┌────────
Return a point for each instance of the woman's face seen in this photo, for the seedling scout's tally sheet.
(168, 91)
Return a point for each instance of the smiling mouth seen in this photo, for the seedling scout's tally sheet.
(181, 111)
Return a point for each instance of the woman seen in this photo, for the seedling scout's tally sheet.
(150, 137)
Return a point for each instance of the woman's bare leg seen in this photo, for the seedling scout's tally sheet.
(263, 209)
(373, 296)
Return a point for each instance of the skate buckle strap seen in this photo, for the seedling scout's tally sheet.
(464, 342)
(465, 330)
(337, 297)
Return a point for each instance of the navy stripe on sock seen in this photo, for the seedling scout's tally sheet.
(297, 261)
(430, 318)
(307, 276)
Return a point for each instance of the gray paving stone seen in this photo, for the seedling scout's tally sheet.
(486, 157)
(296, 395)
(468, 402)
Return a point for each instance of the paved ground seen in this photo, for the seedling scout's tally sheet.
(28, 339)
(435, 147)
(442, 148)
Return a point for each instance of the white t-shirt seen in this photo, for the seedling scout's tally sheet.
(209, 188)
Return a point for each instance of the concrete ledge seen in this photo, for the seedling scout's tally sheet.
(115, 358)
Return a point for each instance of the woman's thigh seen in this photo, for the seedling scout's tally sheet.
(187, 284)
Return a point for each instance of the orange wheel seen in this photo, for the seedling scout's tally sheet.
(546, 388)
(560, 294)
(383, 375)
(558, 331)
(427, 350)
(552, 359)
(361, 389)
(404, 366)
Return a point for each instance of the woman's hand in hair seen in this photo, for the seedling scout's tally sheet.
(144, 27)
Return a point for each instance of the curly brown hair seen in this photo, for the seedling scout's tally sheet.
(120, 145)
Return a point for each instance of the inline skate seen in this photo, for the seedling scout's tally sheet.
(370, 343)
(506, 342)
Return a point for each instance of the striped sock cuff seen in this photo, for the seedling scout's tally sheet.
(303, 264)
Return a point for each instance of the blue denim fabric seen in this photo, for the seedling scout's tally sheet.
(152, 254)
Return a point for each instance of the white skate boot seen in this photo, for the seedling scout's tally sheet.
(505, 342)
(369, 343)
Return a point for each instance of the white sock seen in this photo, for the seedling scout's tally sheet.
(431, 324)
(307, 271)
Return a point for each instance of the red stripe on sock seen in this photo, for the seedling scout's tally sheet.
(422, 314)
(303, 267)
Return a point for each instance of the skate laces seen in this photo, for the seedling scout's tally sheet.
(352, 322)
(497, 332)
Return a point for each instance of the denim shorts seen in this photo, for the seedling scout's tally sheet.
└────────
**Problem**.
Your response must contain the complete listing, copied without deviation.

**Answer for the task**.
Return a point for each instance of the woman's face seen in this photo, for the seedling scout's tally sheet.
(168, 91)
Return a point for each instance of the smiling mouth seen in this photo, for the seedling scout's tally sheet.
(181, 111)
Return a point for each instance of the woman seen in this photo, for the seedling scout's tally sheet.
(150, 137)
Return a point for each instance of the woman's bare leg seen in this photo, for the seedling scout's tally sheet.
(263, 209)
(373, 296)
Return a point for each instance of the skate buckle strap seen in this photo, for the seedling scout's tally sheet.
(464, 342)
(465, 330)
(337, 297)
Return a point for each instance of the navy stripe on sock seen in this photo, for the seedling scout's tally sheet.
(297, 261)
(430, 318)
(307, 276)
Return a point for each instance of the gray paving stone seen in this photo, for the seedling scout's tally sheet.
(486, 157)
(296, 395)
(468, 402)
Return a point for each instance of the paved ground seen in this photo, for the seedling scout's tally sheet.
(28, 339)
(435, 147)
(442, 148)
Return a point for each instance of the white t-shirt seen in this photo, for the seedling scout's tally sheet.
(209, 188)
Return a point for each instance of the concrete ledge seen in this photo, for the seedling scout's tally sheet.
(115, 358)
Return a point for each instance of the woman's thigh seen in this photo, for the seedling scout's tally sheet.
(187, 284)
Return a point for each instance of the orange wheel seen in this photo, for the seedling scout's tally sheet.
(546, 388)
(560, 294)
(383, 375)
(558, 331)
(427, 350)
(552, 359)
(361, 389)
(404, 366)
Return a point for each instance of the woman's hand in hair seen in this photo, for the seedling scout's tally sheet.
(144, 27)
Return a point for each instance of the curly brown hair seen in this photo, for the seedling scout's tally sheet.
(120, 145)
Return a point for each instance of the inline skate seen in this photo, for the seedling scout's tally sheet.
(370, 343)
(506, 342)
Return a point for each instance of the striped sock cuff seen in this photo, for the seedling scout's tally sheet.
(303, 264)
Return a point for each instance of the blue denim fabric seen in this photo, for the seedling scout's tally sheet.
(152, 254)
Return a point for each instance of the white skate boot seen in this photo, for the seedling scout's tally sheet.
(505, 342)
(369, 343)
Return a point for each instance of the white sock seen in this photo, for the seedling scout's tally sheet.
(431, 324)
(307, 271)
Return a point for each instance of the red stripe on sock seen in this photo, for the seedling scout's tally sheet.
(422, 314)
(303, 267)
Return a point for each instance of the skate laces seen in this photo, for the seedling scout's tally sheet.
(352, 322)
(497, 332)
Return a point for each instance of the denim shorts seen in this photo, for the seedling scout's tally sheet.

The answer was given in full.